§ **The problem**:
Rewrite the lines below, changing every "outline each instance" to "trace each instance" and leaving everything else as it is.

§ **Data provided**:
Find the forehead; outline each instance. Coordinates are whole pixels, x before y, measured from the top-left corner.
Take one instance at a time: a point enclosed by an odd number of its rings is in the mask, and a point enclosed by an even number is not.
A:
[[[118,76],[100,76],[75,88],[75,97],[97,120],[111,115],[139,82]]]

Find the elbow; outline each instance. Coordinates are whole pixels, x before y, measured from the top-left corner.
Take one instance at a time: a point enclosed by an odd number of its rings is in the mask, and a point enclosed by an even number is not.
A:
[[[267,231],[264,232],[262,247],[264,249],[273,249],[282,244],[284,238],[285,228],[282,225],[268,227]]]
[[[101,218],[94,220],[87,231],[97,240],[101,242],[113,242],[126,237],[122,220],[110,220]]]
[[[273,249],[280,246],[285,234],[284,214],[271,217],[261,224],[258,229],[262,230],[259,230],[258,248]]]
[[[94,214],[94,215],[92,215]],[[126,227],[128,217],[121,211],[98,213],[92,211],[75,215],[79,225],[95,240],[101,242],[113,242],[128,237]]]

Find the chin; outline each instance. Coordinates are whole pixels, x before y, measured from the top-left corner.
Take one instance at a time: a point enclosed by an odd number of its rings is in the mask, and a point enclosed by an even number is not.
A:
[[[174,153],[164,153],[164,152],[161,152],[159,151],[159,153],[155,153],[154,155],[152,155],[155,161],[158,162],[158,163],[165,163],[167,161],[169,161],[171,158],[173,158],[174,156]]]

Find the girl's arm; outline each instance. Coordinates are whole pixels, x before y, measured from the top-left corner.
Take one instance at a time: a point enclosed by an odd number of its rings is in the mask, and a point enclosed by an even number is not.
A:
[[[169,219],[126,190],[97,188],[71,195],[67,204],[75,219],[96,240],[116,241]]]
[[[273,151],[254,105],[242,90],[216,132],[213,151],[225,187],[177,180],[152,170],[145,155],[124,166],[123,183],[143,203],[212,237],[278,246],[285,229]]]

§ **Exercise result**:
Find the forehead; trace each instance. Coordinates are whole pixels, x before y, measured from the top-left corner.
Take one instance at a time: a point enclosed by an odd number of its rings is in the mask, and a point enclosed by an even number is not.
A:
[[[118,76],[100,76],[75,88],[75,97],[97,120],[111,115],[139,82]]]

Find the elbow; trace each instance. Coordinates are whole pixels, x before y, measured from the top-left corner.
Take one instance at a time: a point enclosed by an odd number of its rings is in the mask, and a point enclosed by an even number is not.
A:
[[[267,231],[264,232],[262,247],[264,249],[273,249],[282,244],[284,238],[285,228],[282,225],[268,227]]]
[[[101,218],[94,220],[87,231],[97,240],[101,242],[113,242],[126,237],[122,220],[110,220]]]
[[[273,249],[280,246],[285,234],[284,214],[271,217],[261,224],[258,229],[262,230],[259,230],[258,248]]]
[[[94,214],[94,215],[92,215]],[[126,227],[128,217],[121,211],[98,213],[92,211],[75,215],[79,225],[95,240],[101,242],[113,242],[128,237]]]

Find the chin; trace each instance. Coordinates are whole pixels, x before y, measured from the top-left corner.
Take one instance at a time: a point enclosed by an odd number of its rings is in the mask, and a point enclosed by an even number is not.
A:
[[[174,153],[164,153],[164,152],[161,152],[159,151],[159,153],[155,153],[154,155],[152,155],[155,161],[158,162],[158,163],[165,163],[167,161],[169,161],[171,158],[173,158],[174,156]]]

Find the girl's arm; trace each instance. Coordinates are whole pixels, x before y, measured from the top-left corner.
Take one instance at a time: a point enclosed by an odd number of its rings is in the mask, and a point enclosed by an even number is not.
A:
[[[169,219],[126,190],[97,188],[71,195],[67,204],[75,219],[96,240],[116,241]]]
[[[273,151],[254,105],[242,90],[216,132],[213,151],[225,187],[177,180],[152,170],[145,155],[124,166],[123,183],[143,203],[212,237],[278,246],[285,229]]]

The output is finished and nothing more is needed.